§ DOCUMENT EXCERPT
----------------
And finally, a series of esoteric puzzles from T.S., in Roswell, New Mexico:
Question: How does the TV, telephone, and computer transmit sounds and images? Tell me in a way a kindergartener would understand.
I have bigger questions, such as if God caused the Big Bang, what caused God?
And smaller questions: Why does the pinky toenail grow faster than the others? And why do men have nipples?
Haven’s Answer: Well, T.S., a kindergartener would never ask this question because they already know there are people living inside the television, acting out alphabets and dances and small tragedies, and those people can’t ever, ever get out. I fear you shall have to don your big girl pants.
“Television” is not a single entity, nor was it invented by a single person; similarly, contemporary televisions operate differently according to whether they are analog, cable, high-definition, or wired to receive a satellite signal.
Caselli was the first person to transmit a still image, in 1862, and he did so over wires. I don’t know how images travel through wires but tons of stuff does so I’m not surprised.
The next development was the marriage of selenium and light (1873), a process that could transform images into electronic signals. I saw this on Star Trek, the old one.
By 1887, because things move fast, a man named Goldstein had coined the term “cathode ray” to describe light emitted when an electric current was forced through a vacuum tube. Others in the field watched the same process and called it “screaming in agony.”
By 1900 scientists were dueling in the streets of Inventortown over which area to pursue in the further development of what was, even then, known as the “television,” the mechanical (rotating disks), or electronic model based on the cathode ray. Electronics won.
A critical turn in the reproduction and broadcast of still images came in 1923, with the introduction of Vladimir Zworkin’s “iconscope,” which he called an electric eye, and later his kinescope, the receiver which would display the images broadcast.
This is quite a shocker, I think – the patent for color television was registered in 1925, the same year television was first capable of projecting moving silhouette images. Hey, have you seen one of these, a moving silhouette? I’ve seen the one of Lincoln, and the train, and they’re spooky and great.
Now look at this: the first television studio was opened in 1929, even though the broadcast quality was so low the thing must have been run on squirrel-power; and by 1930 the first television COMMERCIAL was broadcast, so there you go. But also the BBC began to air on the new, jangly, slow-moving box.
----------------
§ SOURCE MATERIAL
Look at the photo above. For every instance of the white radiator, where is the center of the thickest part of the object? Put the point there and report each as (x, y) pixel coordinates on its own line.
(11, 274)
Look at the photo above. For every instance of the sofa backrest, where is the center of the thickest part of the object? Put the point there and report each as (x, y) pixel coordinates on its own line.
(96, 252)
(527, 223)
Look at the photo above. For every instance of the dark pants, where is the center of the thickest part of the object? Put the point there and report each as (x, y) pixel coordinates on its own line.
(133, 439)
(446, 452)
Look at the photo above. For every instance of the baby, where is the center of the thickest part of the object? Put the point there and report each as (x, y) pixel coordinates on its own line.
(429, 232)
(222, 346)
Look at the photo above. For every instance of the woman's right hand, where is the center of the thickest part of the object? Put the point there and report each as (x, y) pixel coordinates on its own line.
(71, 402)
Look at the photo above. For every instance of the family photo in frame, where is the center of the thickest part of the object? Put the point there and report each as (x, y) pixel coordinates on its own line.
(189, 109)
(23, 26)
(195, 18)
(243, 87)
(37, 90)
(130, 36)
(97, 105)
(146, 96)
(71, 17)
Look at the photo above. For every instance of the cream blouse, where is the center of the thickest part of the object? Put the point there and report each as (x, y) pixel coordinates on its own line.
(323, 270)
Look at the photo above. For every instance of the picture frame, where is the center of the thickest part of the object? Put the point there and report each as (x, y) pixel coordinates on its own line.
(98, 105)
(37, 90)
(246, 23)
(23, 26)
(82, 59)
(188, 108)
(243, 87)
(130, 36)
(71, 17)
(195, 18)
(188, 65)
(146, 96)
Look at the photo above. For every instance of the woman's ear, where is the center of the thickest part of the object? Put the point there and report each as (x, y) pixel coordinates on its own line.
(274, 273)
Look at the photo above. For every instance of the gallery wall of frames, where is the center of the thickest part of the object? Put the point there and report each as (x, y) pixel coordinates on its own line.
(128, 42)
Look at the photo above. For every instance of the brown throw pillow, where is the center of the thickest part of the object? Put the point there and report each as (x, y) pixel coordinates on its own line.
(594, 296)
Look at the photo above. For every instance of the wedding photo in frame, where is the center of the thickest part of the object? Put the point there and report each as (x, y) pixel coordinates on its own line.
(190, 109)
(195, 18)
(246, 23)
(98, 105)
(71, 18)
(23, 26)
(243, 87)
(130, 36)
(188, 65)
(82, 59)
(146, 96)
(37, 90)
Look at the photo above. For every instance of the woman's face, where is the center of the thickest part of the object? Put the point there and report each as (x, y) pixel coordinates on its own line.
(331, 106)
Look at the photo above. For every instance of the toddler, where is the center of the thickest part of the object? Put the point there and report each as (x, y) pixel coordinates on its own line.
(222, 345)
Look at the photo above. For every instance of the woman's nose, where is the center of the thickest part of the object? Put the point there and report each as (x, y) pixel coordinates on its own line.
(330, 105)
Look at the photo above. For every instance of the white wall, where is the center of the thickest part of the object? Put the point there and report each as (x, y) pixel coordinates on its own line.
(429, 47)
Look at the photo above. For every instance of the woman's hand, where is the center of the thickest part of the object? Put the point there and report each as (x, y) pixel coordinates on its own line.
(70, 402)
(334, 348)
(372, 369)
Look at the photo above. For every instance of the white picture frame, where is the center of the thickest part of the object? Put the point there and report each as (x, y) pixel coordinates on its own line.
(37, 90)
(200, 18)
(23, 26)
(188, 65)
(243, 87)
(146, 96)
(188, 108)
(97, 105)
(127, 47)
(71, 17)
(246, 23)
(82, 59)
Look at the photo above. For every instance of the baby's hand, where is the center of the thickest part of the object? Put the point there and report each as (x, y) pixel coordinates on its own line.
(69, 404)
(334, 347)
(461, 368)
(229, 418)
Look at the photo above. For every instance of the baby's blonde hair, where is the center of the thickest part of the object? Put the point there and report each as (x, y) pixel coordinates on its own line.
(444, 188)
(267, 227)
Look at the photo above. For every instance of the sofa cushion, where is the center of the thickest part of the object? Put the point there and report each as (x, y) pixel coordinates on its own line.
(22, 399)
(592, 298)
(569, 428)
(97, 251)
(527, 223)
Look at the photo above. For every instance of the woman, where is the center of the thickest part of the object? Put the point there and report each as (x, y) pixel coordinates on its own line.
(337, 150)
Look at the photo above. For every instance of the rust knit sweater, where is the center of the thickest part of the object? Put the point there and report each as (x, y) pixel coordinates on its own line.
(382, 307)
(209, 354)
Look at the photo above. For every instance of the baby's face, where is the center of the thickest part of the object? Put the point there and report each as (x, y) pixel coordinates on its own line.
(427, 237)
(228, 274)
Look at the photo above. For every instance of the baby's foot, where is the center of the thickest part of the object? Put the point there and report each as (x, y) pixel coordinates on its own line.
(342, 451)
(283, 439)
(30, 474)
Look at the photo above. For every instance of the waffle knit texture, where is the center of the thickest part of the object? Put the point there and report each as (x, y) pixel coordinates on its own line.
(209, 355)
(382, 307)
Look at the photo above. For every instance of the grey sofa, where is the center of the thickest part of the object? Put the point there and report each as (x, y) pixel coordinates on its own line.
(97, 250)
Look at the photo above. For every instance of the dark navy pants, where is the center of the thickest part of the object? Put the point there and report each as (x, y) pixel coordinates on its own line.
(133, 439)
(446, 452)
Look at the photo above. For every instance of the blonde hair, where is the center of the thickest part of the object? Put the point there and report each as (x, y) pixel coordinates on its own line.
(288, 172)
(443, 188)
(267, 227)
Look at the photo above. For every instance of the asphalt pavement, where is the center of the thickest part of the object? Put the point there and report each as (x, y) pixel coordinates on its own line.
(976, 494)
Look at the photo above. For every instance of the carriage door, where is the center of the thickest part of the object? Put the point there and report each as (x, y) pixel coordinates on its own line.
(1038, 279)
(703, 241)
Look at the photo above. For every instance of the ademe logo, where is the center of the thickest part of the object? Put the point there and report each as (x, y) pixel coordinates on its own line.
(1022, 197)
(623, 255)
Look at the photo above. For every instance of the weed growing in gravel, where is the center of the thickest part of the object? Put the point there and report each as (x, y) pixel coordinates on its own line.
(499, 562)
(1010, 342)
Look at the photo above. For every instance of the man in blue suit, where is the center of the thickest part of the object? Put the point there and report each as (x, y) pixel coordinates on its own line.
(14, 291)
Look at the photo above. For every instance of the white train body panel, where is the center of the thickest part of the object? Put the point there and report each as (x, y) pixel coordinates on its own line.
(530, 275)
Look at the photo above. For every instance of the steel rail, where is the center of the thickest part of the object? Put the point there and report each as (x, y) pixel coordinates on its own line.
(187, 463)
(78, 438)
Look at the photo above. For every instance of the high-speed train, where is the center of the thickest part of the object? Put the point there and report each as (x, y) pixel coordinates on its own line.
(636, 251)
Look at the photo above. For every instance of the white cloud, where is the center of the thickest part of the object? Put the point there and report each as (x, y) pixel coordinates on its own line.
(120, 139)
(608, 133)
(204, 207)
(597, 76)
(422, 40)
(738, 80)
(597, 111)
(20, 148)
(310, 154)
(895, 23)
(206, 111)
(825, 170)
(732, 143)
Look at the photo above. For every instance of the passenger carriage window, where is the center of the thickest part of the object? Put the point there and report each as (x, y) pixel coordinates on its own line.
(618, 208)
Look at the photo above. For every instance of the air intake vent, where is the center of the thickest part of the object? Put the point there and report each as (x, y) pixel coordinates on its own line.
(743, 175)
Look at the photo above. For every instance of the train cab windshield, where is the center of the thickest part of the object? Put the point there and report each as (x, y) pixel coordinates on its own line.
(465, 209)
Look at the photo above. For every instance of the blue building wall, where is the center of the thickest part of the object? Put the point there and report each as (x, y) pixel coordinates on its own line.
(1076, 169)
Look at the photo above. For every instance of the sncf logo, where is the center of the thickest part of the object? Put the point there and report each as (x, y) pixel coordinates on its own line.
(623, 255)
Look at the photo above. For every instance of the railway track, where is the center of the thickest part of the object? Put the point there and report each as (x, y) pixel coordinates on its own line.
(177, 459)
----------------
§ ACTION ITEM
Copy the passage of the column on television that opens with the words containing "I have bigger" and closes with "a satellite signal.". The entries come from a separate source unrelated to the column.

§ TASK RESULT
I have bigger questions, such as if God caused the Big Bang, what caused God?
And smaller questions: Why does the pinky toenail grow faster than the others? And why do men have nipples?
Haven’s Answer: Well, T.S., a kindergartener would never ask this question because they already know there are people living inside the television, acting out alphabets and dances and small tragedies, and those people can’t ever, ever get out. I fear you shall have to don your big girl pants.
“Television” is not a single entity, nor was it invented by a single person; similarly, contemporary televisions operate differently according to whether they are analog, cable, high-definition, or wired to receive a satellite signal.